### What this task involves
Having read the entries, repeat all of them exactly.

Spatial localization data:
▶

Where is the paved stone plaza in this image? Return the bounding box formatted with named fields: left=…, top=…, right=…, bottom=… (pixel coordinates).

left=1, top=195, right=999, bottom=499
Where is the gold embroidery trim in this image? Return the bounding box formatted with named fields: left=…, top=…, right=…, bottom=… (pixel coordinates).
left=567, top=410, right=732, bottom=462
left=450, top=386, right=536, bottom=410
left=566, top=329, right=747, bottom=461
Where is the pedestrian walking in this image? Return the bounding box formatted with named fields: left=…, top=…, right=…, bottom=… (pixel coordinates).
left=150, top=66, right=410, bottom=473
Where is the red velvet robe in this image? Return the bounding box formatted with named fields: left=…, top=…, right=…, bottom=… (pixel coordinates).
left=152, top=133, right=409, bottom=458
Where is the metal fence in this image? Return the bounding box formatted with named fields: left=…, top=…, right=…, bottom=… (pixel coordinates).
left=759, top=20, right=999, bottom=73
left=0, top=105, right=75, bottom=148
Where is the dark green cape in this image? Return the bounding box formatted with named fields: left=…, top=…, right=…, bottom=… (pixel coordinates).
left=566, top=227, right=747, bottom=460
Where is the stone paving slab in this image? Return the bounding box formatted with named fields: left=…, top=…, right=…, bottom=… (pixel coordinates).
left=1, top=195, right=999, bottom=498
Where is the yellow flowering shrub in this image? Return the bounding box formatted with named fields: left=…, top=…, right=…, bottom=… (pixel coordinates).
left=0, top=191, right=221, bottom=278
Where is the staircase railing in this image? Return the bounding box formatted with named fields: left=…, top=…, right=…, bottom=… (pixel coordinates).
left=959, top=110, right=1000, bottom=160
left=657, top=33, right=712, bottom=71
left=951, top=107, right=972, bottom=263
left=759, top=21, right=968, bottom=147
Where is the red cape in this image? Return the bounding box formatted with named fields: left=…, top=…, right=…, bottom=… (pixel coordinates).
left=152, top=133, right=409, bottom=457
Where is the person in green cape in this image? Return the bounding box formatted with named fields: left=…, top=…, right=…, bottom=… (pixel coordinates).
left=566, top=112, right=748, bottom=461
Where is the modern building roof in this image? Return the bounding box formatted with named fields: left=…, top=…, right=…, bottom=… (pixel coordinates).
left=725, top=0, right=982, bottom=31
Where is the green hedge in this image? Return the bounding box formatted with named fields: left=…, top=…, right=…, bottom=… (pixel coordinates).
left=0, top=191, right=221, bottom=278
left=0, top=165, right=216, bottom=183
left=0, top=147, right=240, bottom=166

◀

### Task result
Where is the paved stone plaza in this image? Return the bounding box formatted with named fields: left=…, top=…, right=…, bottom=… (pixel coordinates).

left=1, top=195, right=999, bottom=499
Where is the gold embroidery trim in this image? Return the bounding box formatted with named fields: left=…, top=…, right=…, bottom=… (pixel coordinates).
left=567, top=410, right=732, bottom=462
left=450, top=386, right=536, bottom=410
left=566, top=329, right=747, bottom=461
Where is the pedestrian walking in this image? Return the bounding box formatted with named fields: left=…, top=…, right=…, bottom=… (pixel coordinates).
left=150, top=66, right=410, bottom=473
Where is the red velvet robe in this image? Return the bounding box formatted with named fields: left=…, top=…, right=…, bottom=… (pixel coordinates).
left=152, top=133, right=409, bottom=458
Where is the metal fence in this image? Return the bounding box formatted with named fields: left=…, top=…, right=…, bottom=… (pixel coordinates).
left=759, top=20, right=999, bottom=73
left=0, top=105, right=75, bottom=148
Where is the dark green cape in this image? Return the bounding box formatted with named fields: left=…, top=…, right=…, bottom=… (pixel coordinates).
left=566, top=227, right=747, bottom=460
Where is the stone paving slab in this image? Return the bounding box formatted with named fields: left=…, top=…, right=…, bottom=… (pixel coordinates).
left=1, top=195, right=999, bottom=498
Where is the yellow flowering shrub in this image? Return the bounding box formatted with named fields: left=…, top=…, right=…, bottom=… (pixel coordinates).
left=0, top=191, right=221, bottom=278
Where is the staircase railing in this image? Return the bounding box formatted with named fields: left=…, top=…, right=…, bottom=… (pixel coordinates).
left=959, top=110, right=1000, bottom=160
left=657, top=33, right=712, bottom=71
left=951, top=107, right=972, bottom=263
left=759, top=21, right=968, bottom=147
Where is the red cape in this image? Return the bounding box formatted with named fields: left=…, top=…, right=…, bottom=… (pixel coordinates).
left=152, top=133, right=409, bottom=457
Where is the person in green cape in this image? Return the bounding box formatted with named fields: left=…, top=…, right=…, bottom=… (pixel coordinates).
left=566, top=112, right=748, bottom=461
Where is the modern building roof in this image? Return the bounding box formatted with named fields: left=…, top=…, right=…, bottom=… (pixel coordinates).
left=725, top=0, right=982, bottom=31
Where is the green hedge in this image? Return the bounding box formatted with named fields: left=…, top=…, right=…, bottom=… (pixel coordinates).
left=0, top=191, right=221, bottom=278
left=0, top=165, right=216, bottom=183
left=0, top=147, right=240, bottom=166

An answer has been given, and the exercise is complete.